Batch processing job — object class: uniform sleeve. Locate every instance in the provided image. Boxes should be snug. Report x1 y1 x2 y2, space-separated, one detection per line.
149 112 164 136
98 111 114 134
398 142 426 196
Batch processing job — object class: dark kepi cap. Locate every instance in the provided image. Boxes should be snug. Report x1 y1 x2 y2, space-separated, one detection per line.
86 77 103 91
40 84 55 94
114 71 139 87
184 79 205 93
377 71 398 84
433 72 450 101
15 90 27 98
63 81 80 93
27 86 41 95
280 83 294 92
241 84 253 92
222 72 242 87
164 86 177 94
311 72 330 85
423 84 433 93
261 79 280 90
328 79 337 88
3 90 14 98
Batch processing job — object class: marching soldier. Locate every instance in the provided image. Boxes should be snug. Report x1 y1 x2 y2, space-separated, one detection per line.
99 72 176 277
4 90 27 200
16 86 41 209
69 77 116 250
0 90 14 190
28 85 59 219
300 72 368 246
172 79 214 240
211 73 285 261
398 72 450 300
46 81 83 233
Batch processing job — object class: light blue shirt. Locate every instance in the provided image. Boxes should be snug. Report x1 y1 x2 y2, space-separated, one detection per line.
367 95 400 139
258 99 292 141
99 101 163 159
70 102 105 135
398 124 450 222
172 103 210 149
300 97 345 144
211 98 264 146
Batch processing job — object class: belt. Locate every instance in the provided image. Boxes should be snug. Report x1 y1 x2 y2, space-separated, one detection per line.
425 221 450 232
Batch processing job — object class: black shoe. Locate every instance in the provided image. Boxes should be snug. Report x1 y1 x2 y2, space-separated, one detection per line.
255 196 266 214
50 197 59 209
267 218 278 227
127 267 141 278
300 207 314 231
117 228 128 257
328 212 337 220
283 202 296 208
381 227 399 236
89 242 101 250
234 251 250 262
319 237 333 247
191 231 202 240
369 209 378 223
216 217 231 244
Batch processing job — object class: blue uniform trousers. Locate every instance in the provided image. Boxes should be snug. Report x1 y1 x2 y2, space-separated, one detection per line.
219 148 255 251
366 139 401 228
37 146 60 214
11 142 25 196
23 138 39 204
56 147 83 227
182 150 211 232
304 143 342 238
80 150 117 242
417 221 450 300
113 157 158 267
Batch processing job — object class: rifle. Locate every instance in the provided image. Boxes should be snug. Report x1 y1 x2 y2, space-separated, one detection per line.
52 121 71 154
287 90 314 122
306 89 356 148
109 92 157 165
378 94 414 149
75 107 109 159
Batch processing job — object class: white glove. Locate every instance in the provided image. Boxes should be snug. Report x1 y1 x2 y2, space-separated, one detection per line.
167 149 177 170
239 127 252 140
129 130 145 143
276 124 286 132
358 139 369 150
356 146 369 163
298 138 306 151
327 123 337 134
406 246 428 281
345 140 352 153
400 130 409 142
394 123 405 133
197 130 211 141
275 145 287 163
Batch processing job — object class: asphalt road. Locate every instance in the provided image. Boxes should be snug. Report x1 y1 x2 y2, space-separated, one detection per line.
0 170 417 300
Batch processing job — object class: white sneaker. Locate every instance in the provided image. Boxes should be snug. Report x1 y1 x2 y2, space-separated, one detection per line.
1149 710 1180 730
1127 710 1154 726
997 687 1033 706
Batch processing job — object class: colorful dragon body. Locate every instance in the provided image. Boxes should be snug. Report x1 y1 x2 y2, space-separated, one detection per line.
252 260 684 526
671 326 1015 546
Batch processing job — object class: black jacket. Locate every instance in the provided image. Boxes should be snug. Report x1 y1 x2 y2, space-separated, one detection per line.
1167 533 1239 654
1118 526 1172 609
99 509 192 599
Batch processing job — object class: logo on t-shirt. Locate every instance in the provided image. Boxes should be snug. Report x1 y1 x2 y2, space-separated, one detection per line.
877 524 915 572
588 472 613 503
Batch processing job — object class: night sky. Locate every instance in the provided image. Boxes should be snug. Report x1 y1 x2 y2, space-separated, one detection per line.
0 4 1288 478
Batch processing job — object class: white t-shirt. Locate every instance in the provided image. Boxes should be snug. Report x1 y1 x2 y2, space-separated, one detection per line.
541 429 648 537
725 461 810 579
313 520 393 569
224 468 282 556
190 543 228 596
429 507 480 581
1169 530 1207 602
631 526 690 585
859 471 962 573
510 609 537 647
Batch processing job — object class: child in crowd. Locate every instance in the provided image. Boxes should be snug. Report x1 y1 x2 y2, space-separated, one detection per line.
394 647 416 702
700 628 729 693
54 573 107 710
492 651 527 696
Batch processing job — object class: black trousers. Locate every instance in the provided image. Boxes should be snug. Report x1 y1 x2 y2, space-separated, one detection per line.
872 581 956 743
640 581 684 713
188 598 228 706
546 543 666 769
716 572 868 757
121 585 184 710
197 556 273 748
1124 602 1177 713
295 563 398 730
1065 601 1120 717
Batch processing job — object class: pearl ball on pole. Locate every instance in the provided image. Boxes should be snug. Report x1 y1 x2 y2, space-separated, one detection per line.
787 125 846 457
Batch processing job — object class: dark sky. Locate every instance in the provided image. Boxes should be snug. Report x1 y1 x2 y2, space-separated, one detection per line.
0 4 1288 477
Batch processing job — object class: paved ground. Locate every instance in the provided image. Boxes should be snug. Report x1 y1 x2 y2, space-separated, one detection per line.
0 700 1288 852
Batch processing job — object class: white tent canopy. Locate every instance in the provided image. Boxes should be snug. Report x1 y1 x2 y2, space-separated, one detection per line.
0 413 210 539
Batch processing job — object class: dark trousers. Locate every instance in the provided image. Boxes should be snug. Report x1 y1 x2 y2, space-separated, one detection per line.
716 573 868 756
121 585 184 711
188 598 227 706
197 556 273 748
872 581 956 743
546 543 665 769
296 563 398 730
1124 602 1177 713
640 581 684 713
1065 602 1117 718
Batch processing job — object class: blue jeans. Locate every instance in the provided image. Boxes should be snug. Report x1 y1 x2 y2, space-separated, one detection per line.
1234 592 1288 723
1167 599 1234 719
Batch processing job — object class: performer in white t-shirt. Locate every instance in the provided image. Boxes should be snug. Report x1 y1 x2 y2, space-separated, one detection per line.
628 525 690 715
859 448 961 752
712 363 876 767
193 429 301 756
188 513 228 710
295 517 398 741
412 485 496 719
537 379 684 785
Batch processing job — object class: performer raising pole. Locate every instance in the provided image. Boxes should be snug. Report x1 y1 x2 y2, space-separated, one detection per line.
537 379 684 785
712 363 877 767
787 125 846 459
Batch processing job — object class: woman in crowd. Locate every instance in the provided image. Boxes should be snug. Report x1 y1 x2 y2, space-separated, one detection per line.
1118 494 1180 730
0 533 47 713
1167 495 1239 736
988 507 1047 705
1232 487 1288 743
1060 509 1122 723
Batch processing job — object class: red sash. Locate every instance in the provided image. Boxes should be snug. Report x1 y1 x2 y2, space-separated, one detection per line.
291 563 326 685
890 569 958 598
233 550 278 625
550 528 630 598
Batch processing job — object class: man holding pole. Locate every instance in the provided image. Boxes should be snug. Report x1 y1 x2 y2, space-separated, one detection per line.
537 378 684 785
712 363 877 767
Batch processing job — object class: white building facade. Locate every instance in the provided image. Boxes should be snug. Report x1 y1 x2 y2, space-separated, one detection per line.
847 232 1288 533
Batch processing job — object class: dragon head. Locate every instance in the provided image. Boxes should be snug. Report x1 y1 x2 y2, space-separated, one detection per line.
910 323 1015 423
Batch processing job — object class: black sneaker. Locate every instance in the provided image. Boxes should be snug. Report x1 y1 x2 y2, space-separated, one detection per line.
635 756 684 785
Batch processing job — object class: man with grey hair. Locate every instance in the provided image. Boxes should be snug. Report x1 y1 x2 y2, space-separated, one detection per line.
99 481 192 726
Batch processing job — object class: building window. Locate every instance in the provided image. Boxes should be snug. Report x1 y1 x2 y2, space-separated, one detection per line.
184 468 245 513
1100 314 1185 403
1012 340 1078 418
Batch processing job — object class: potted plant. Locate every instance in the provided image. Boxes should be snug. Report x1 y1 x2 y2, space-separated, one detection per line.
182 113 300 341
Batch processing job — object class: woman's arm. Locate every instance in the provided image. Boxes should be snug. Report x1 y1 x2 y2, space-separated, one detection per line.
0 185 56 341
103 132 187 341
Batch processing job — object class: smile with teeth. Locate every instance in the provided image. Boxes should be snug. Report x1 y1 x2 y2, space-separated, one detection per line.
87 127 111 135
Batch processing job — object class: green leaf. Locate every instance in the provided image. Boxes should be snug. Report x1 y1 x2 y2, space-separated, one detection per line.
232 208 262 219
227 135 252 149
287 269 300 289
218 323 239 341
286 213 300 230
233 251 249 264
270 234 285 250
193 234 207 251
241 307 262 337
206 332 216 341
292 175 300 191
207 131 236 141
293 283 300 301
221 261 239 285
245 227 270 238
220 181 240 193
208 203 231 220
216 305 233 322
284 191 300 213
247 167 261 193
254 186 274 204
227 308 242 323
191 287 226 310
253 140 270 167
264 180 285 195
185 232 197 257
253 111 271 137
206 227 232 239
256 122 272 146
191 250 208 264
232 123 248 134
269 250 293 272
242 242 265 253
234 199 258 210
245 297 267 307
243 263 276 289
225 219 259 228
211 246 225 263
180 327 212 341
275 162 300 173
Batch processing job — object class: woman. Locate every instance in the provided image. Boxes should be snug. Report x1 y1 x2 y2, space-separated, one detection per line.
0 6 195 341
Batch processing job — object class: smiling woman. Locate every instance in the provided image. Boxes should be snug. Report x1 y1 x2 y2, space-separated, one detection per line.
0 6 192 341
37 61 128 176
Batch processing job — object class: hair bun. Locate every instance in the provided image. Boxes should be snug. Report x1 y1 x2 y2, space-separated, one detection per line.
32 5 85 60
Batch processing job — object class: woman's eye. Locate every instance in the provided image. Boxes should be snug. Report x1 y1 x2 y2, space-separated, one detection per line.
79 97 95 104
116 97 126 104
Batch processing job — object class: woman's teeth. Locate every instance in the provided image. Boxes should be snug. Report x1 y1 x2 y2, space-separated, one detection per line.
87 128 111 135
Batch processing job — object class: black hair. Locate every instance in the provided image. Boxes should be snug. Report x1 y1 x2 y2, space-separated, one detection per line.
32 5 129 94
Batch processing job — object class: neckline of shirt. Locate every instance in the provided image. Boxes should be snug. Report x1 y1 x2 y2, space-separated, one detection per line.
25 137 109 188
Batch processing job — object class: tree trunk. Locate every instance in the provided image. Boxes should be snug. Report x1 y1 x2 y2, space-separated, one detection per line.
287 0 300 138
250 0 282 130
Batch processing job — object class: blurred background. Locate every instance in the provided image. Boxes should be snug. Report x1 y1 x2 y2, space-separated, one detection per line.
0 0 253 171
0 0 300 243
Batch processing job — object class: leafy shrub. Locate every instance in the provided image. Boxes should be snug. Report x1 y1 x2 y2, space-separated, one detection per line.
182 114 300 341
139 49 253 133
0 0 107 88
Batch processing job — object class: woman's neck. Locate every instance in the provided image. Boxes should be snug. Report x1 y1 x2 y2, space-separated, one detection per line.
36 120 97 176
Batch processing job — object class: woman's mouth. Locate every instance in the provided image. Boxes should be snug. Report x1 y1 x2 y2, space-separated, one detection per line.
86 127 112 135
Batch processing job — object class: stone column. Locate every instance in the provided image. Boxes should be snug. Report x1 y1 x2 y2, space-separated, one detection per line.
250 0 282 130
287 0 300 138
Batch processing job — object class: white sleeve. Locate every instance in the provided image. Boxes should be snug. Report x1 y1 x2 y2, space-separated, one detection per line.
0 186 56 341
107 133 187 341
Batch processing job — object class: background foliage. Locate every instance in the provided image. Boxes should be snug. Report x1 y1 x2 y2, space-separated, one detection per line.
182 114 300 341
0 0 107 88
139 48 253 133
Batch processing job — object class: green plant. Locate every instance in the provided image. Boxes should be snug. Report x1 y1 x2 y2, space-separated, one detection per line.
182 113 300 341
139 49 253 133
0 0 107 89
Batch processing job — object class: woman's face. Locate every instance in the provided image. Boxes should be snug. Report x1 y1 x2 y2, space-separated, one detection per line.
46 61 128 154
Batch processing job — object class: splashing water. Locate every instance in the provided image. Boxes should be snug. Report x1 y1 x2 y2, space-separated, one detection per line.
============================================================
- _Written task_
Copy out word for word the data from the line containing "Batch processing job — object class: man with" up to and including the line containing "87 127 111 135".

- _Answer below_
Batch processing job — object class: man with grey hair. Locate every instance in the provided image. Boxes should be snug. Report x1 y1 x2 y2, space-separated, one detection per line.
99 481 192 726
Batch processing job — object class: building window. Locate every instance in the provided image. Boxes should be snug. Report x1 y1 x2 y2, space-separated, one detection per line.
184 468 245 513
1100 314 1185 403
1012 340 1078 418
Batch processing job — object class: potted plant. Locate every instance in the provided image. Boxes should be snug. Report x1 y1 x2 y2, space-separated, one detection per line.
182 113 300 341
Batch processing job — object class: woman's arm. Locate every instance in the provided image. Boxes should be snug. Report x1 y1 x2 y2, space-separated, one detection per line.
0 185 56 341
103 132 187 341
Batch processing job — object class: smile with teeth. Locate every instance in the provided image. Boxes should be snug. Report x1 y1 x2 y2, space-separated, one detection per line.
87 127 111 135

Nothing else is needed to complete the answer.